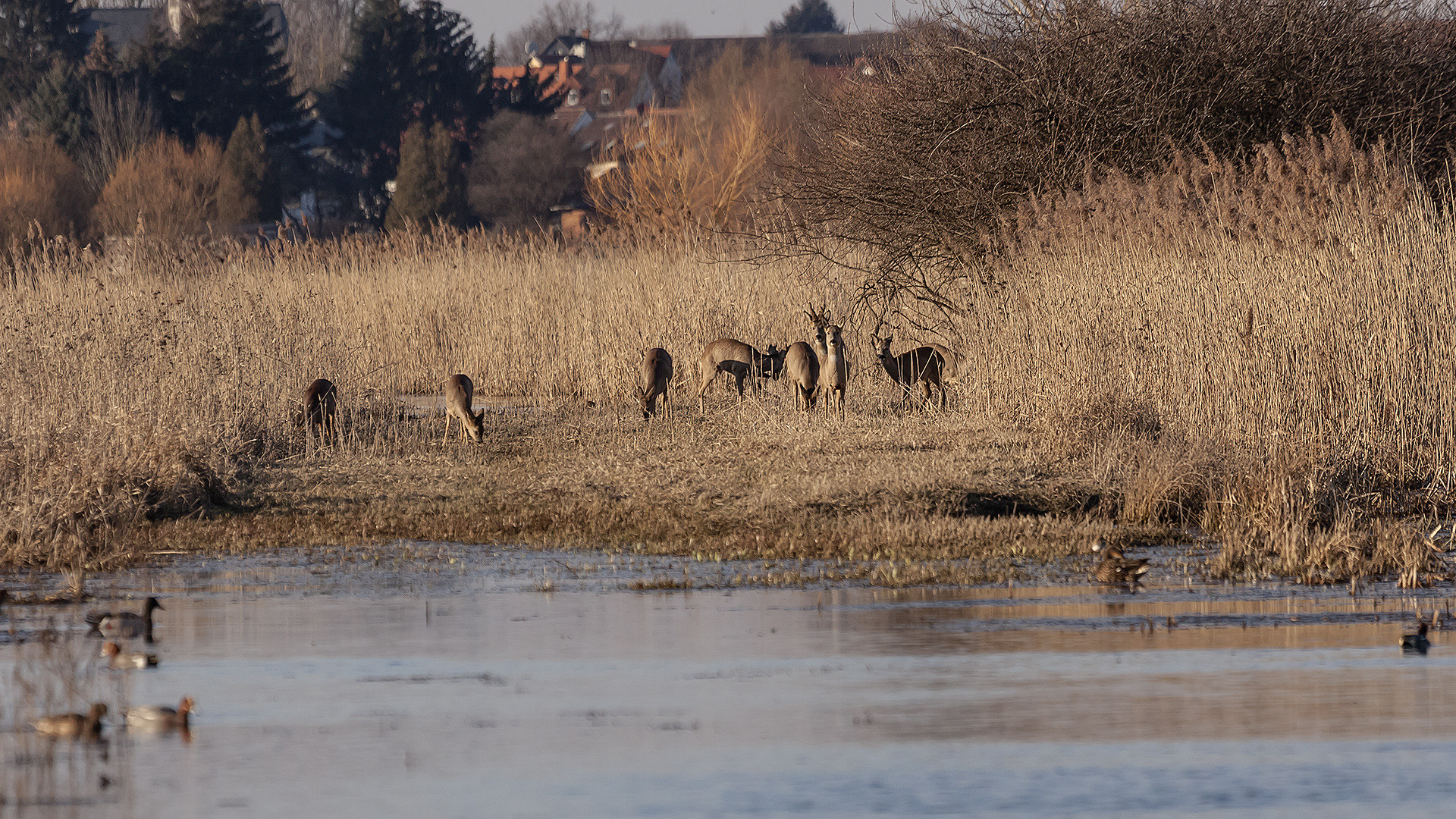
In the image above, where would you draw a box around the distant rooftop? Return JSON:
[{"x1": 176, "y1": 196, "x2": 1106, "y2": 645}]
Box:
[{"x1": 77, "y1": 3, "x2": 288, "y2": 55}]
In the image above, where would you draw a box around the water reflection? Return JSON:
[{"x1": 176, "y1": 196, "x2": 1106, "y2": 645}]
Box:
[{"x1": 0, "y1": 551, "x2": 1456, "y2": 816}]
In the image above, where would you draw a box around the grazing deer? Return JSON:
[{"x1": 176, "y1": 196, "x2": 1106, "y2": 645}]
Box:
[
  {"x1": 783, "y1": 341, "x2": 818, "y2": 413},
  {"x1": 441, "y1": 373, "x2": 485, "y2": 443},
  {"x1": 875, "y1": 335, "x2": 945, "y2": 410},
  {"x1": 303, "y1": 379, "x2": 339, "y2": 444},
  {"x1": 698, "y1": 338, "x2": 788, "y2": 413},
  {"x1": 638, "y1": 347, "x2": 673, "y2": 419}
]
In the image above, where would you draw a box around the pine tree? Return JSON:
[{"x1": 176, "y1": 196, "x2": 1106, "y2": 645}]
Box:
[
  {"x1": 27, "y1": 58, "x2": 87, "y2": 156},
  {"x1": 326, "y1": 0, "x2": 495, "y2": 218},
  {"x1": 0, "y1": 0, "x2": 86, "y2": 111},
  {"x1": 769, "y1": 0, "x2": 845, "y2": 33},
  {"x1": 217, "y1": 114, "x2": 281, "y2": 223},
  {"x1": 82, "y1": 29, "x2": 121, "y2": 77},
  {"x1": 143, "y1": 0, "x2": 306, "y2": 144},
  {"x1": 384, "y1": 122, "x2": 469, "y2": 231}
]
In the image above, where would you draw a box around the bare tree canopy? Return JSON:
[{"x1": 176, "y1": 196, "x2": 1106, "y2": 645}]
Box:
[{"x1": 783, "y1": 0, "x2": 1456, "y2": 287}]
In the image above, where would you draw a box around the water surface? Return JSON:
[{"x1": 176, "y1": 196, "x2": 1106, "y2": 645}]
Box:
[{"x1": 0, "y1": 548, "x2": 1456, "y2": 817}]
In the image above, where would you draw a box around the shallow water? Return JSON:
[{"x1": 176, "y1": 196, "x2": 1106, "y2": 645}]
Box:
[{"x1": 0, "y1": 548, "x2": 1456, "y2": 817}]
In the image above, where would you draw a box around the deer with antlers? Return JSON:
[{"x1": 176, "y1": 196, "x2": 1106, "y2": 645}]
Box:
[{"x1": 804, "y1": 303, "x2": 849, "y2": 419}]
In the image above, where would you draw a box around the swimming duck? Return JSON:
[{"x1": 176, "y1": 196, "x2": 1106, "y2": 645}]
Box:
[
  {"x1": 127, "y1": 697, "x2": 195, "y2": 732},
  {"x1": 1092, "y1": 538, "x2": 1152, "y2": 585},
  {"x1": 86, "y1": 598, "x2": 168, "y2": 642},
  {"x1": 30, "y1": 702, "x2": 106, "y2": 739},
  {"x1": 100, "y1": 640, "x2": 162, "y2": 672},
  {"x1": 1401, "y1": 623, "x2": 1431, "y2": 654}
]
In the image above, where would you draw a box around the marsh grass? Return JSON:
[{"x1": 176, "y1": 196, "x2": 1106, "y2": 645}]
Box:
[{"x1": 8, "y1": 130, "x2": 1456, "y2": 585}]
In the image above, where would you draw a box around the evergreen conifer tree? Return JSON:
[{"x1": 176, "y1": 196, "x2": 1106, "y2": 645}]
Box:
[
  {"x1": 27, "y1": 58, "x2": 87, "y2": 156},
  {"x1": 384, "y1": 122, "x2": 469, "y2": 231},
  {"x1": 326, "y1": 0, "x2": 495, "y2": 218},
  {"x1": 217, "y1": 114, "x2": 280, "y2": 223},
  {"x1": 0, "y1": 0, "x2": 86, "y2": 111},
  {"x1": 82, "y1": 29, "x2": 121, "y2": 77},
  {"x1": 769, "y1": 0, "x2": 845, "y2": 33},
  {"x1": 143, "y1": 0, "x2": 306, "y2": 144}
]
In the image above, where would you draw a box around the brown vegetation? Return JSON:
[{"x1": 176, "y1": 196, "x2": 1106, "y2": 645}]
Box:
[
  {"x1": 92, "y1": 136, "x2": 223, "y2": 236},
  {"x1": 8, "y1": 121, "x2": 1456, "y2": 585},
  {"x1": 585, "y1": 46, "x2": 808, "y2": 236},
  {"x1": 0, "y1": 137, "x2": 92, "y2": 253},
  {"x1": 785, "y1": 0, "x2": 1456, "y2": 293}
]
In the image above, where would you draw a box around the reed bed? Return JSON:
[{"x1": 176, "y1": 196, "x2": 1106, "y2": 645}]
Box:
[{"x1": 8, "y1": 164, "x2": 1456, "y2": 585}]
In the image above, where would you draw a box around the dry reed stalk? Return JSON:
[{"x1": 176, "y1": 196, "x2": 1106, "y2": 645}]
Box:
[{"x1": 8, "y1": 135, "x2": 1456, "y2": 582}]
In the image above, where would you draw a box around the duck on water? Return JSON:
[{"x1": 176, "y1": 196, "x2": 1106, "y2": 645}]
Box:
[
  {"x1": 30, "y1": 702, "x2": 106, "y2": 739},
  {"x1": 1092, "y1": 538, "x2": 1152, "y2": 586},
  {"x1": 86, "y1": 598, "x2": 168, "y2": 642},
  {"x1": 1401, "y1": 623, "x2": 1431, "y2": 654}
]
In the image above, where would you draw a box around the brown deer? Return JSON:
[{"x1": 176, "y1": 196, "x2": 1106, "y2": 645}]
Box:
[
  {"x1": 638, "y1": 347, "x2": 673, "y2": 419},
  {"x1": 875, "y1": 335, "x2": 945, "y2": 410},
  {"x1": 783, "y1": 341, "x2": 818, "y2": 413},
  {"x1": 303, "y1": 379, "x2": 339, "y2": 444},
  {"x1": 698, "y1": 338, "x2": 788, "y2": 413},
  {"x1": 804, "y1": 303, "x2": 849, "y2": 419},
  {"x1": 820, "y1": 324, "x2": 849, "y2": 419},
  {"x1": 441, "y1": 373, "x2": 485, "y2": 441},
  {"x1": 926, "y1": 344, "x2": 961, "y2": 384}
]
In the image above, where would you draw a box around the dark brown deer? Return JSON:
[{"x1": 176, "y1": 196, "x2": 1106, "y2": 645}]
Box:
[
  {"x1": 698, "y1": 338, "x2": 788, "y2": 413},
  {"x1": 638, "y1": 347, "x2": 673, "y2": 419},
  {"x1": 303, "y1": 379, "x2": 339, "y2": 444}
]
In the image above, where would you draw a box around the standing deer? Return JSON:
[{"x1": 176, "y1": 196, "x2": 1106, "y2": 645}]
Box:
[
  {"x1": 638, "y1": 347, "x2": 673, "y2": 419},
  {"x1": 926, "y1": 344, "x2": 961, "y2": 384},
  {"x1": 805, "y1": 303, "x2": 849, "y2": 419},
  {"x1": 875, "y1": 335, "x2": 945, "y2": 410},
  {"x1": 303, "y1": 379, "x2": 339, "y2": 444},
  {"x1": 820, "y1": 324, "x2": 849, "y2": 419},
  {"x1": 783, "y1": 341, "x2": 818, "y2": 413},
  {"x1": 698, "y1": 338, "x2": 788, "y2": 413},
  {"x1": 441, "y1": 373, "x2": 485, "y2": 441}
]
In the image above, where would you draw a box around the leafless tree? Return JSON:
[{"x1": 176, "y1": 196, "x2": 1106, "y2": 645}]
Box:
[
  {"x1": 782, "y1": 0, "x2": 1456, "y2": 312},
  {"x1": 77, "y1": 77, "x2": 162, "y2": 191},
  {"x1": 281, "y1": 0, "x2": 361, "y2": 93},
  {"x1": 495, "y1": 0, "x2": 626, "y2": 65}
]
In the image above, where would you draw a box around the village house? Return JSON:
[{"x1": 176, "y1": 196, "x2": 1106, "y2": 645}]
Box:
[{"x1": 494, "y1": 30, "x2": 891, "y2": 239}]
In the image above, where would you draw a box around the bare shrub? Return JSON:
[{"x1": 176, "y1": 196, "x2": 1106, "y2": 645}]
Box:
[
  {"x1": 786, "y1": 0, "x2": 1456, "y2": 278},
  {"x1": 0, "y1": 137, "x2": 92, "y2": 252},
  {"x1": 470, "y1": 111, "x2": 585, "y2": 229},
  {"x1": 282, "y1": 0, "x2": 361, "y2": 93},
  {"x1": 585, "y1": 48, "x2": 807, "y2": 236},
  {"x1": 92, "y1": 136, "x2": 223, "y2": 236},
  {"x1": 79, "y1": 77, "x2": 162, "y2": 191}
]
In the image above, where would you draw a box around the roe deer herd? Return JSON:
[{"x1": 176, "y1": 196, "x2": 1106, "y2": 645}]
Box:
[{"x1": 297, "y1": 307, "x2": 961, "y2": 444}]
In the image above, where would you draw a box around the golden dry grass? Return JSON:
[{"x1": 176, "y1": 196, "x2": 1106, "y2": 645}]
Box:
[{"x1": 8, "y1": 135, "x2": 1456, "y2": 585}]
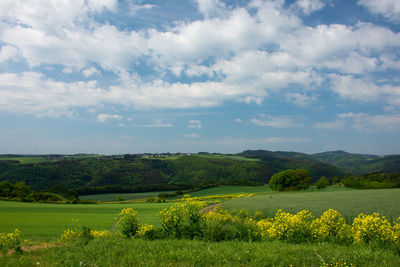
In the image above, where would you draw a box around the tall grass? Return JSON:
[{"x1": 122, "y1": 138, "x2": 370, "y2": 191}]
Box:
[
  {"x1": 0, "y1": 201, "x2": 171, "y2": 240},
  {"x1": 223, "y1": 189, "x2": 400, "y2": 221},
  {"x1": 0, "y1": 239, "x2": 400, "y2": 266}
]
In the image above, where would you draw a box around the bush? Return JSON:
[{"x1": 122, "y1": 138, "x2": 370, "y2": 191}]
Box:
[
  {"x1": 117, "y1": 208, "x2": 140, "y2": 238},
  {"x1": 202, "y1": 209, "x2": 261, "y2": 241},
  {"x1": 315, "y1": 176, "x2": 329, "y2": 190},
  {"x1": 268, "y1": 169, "x2": 311, "y2": 191},
  {"x1": 159, "y1": 195, "x2": 206, "y2": 238}
]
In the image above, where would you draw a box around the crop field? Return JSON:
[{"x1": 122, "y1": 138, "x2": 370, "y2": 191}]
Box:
[
  {"x1": 79, "y1": 191, "x2": 175, "y2": 202},
  {"x1": 184, "y1": 185, "x2": 272, "y2": 197},
  {"x1": 223, "y1": 188, "x2": 400, "y2": 221},
  {"x1": 0, "y1": 201, "x2": 171, "y2": 240},
  {"x1": 0, "y1": 239, "x2": 400, "y2": 267}
]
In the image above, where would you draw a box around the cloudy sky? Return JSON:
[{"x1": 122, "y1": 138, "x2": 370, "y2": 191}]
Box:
[{"x1": 0, "y1": 0, "x2": 400, "y2": 154}]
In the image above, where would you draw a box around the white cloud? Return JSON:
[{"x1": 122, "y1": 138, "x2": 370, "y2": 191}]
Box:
[
  {"x1": 82, "y1": 66, "x2": 101, "y2": 77},
  {"x1": 119, "y1": 135, "x2": 135, "y2": 140},
  {"x1": 0, "y1": 45, "x2": 18, "y2": 63},
  {"x1": 330, "y1": 74, "x2": 400, "y2": 104},
  {"x1": 143, "y1": 119, "x2": 174, "y2": 128},
  {"x1": 251, "y1": 115, "x2": 303, "y2": 128},
  {"x1": 218, "y1": 137, "x2": 310, "y2": 146},
  {"x1": 97, "y1": 113, "x2": 122, "y2": 123},
  {"x1": 313, "y1": 120, "x2": 345, "y2": 130},
  {"x1": 183, "y1": 133, "x2": 200, "y2": 138},
  {"x1": 358, "y1": 0, "x2": 400, "y2": 23},
  {"x1": 196, "y1": 0, "x2": 226, "y2": 17},
  {"x1": 285, "y1": 93, "x2": 316, "y2": 108},
  {"x1": 339, "y1": 112, "x2": 400, "y2": 132},
  {"x1": 295, "y1": 0, "x2": 325, "y2": 15},
  {"x1": 129, "y1": 2, "x2": 156, "y2": 15},
  {"x1": 188, "y1": 120, "x2": 203, "y2": 129},
  {"x1": 0, "y1": 72, "x2": 106, "y2": 117},
  {"x1": 0, "y1": 0, "x2": 400, "y2": 115}
]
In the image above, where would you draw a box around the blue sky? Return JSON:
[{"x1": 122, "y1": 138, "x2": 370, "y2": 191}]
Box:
[{"x1": 0, "y1": 0, "x2": 400, "y2": 154}]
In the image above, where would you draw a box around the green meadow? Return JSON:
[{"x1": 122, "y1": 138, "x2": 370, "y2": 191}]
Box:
[
  {"x1": 223, "y1": 187, "x2": 400, "y2": 221},
  {"x1": 0, "y1": 201, "x2": 171, "y2": 240},
  {"x1": 79, "y1": 191, "x2": 175, "y2": 202},
  {"x1": 0, "y1": 239, "x2": 400, "y2": 267}
]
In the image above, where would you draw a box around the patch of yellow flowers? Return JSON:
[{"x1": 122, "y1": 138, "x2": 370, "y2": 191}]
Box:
[
  {"x1": 257, "y1": 209, "x2": 400, "y2": 245},
  {"x1": 57, "y1": 195, "x2": 400, "y2": 251},
  {"x1": 0, "y1": 229, "x2": 22, "y2": 251},
  {"x1": 61, "y1": 229, "x2": 116, "y2": 242}
]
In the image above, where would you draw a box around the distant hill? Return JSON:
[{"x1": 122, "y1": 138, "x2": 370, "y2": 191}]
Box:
[
  {"x1": 311, "y1": 150, "x2": 400, "y2": 175},
  {"x1": 237, "y1": 150, "x2": 346, "y2": 181},
  {"x1": 0, "y1": 150, "x2": 400, "y2": 194},
  {"x1": 0, "y1": 151, "x2": 345, "y2": 194}
]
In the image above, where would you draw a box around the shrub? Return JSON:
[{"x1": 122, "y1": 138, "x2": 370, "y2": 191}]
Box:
[
  {"x1": 0, "y1": 229, "x2": 22, "y2": 253},
  {"x1": 311, "y1": 209, "x2": 350, "y2": 241},
  {"x1": 268, "y1": 169, "x2": 311, "y2": 191},
  {"x1": 159, "y1": 195, "x2": 206, "y2": 238},
  {"x1": 352, "y1": 213, "x2": 393, "y2": 247},
  {"x1": 117, "y1": 208, "x2": 140, "y2": 238},
  {"x1": 202, "y1": 209, "x2": 261, "y2": 241}
]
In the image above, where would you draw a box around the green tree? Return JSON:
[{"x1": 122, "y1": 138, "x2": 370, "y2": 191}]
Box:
[
  {"x1": 268, "y1": 169, "x2": 311, "y2": 191},
  {"x1": 315, "y1": 176, "x2": 329, "y2": 190}
]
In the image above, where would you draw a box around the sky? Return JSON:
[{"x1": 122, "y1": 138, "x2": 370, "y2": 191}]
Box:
[{"x1": 0, "y1": 0, "x2": 400, "y2": 155}]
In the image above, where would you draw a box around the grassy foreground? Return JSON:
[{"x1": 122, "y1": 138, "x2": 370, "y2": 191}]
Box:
[
  {"x1": 0, "y1": 201, "x2": 171, "y2": 240},
  {"x1": 0, "y1": 239, "x2": 400, "y2": 266},
  {"x1": 223, "y1": 188, "x2": 400, "y2": 221}
]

▶ _REQUIREMENT_:
From the line holding "around the shrub?" to the last line of the records, quote each line exactly and add nothing.

▶ _FINAL RESULT_:
In the image above, where would you draw a box around the shrub? Return JSON:
[{"x1": 122, "y1": 138, "x2": 370, "y2": 191}]
Box:
[
  {"x1": 0, "y1": 229, "x2": 22, "y2": 253},
  {"x1": 311, "y1": 209, "x2": 350, "y2": 241},
  {"x1": 268, "y1": 169, "x2": 311, "y2": 191},
  {"x1": 159, "y1": 195, "x2": 206, "y2": 238},
  {"x1": 352, "y1": 213, "x2": 393, "y2": 247},
  {"x1": 117, "y1": 208, "x2": 140, "y2": 238},
  {"x1": 202, "y1": 209, "x2": 261, "y2": 241}
]
In the image above, where would you draw a box around the green tree? Return JSON:
[{"x1": 122, "y1": 138, "x2": 370, "y2": 191}]
Box:
[
  {"x1": 268, "y1": 169, "x2": 311, "y2": 191},
  {"x1": 315, "y1": 176, "x2": 329, "y2": 190}
]
In the image above, where would you draw a box around the sky? Return JSON:
[{"x1": 122, "y1": 138, "x2": 370, "y2": 191}]
Box:
[{"x1": 0, "y1": 0, "x2": 400, "y2": 155}]
In the image above, where would you draw a box around the grassy foreground? Return JSON:
[{"x1": 122, "y1": 138, "x2": 370, "y2": 191}]
Box:
[
  {"x1": 0, "y1": 201, "x2": 171, "y2": 240},
  {"x1": 0, "y1": 239, "x2": 400, "y2": 266},
  {"x1": 223, "y1": 188, "x2": 400, "y2": 221}
]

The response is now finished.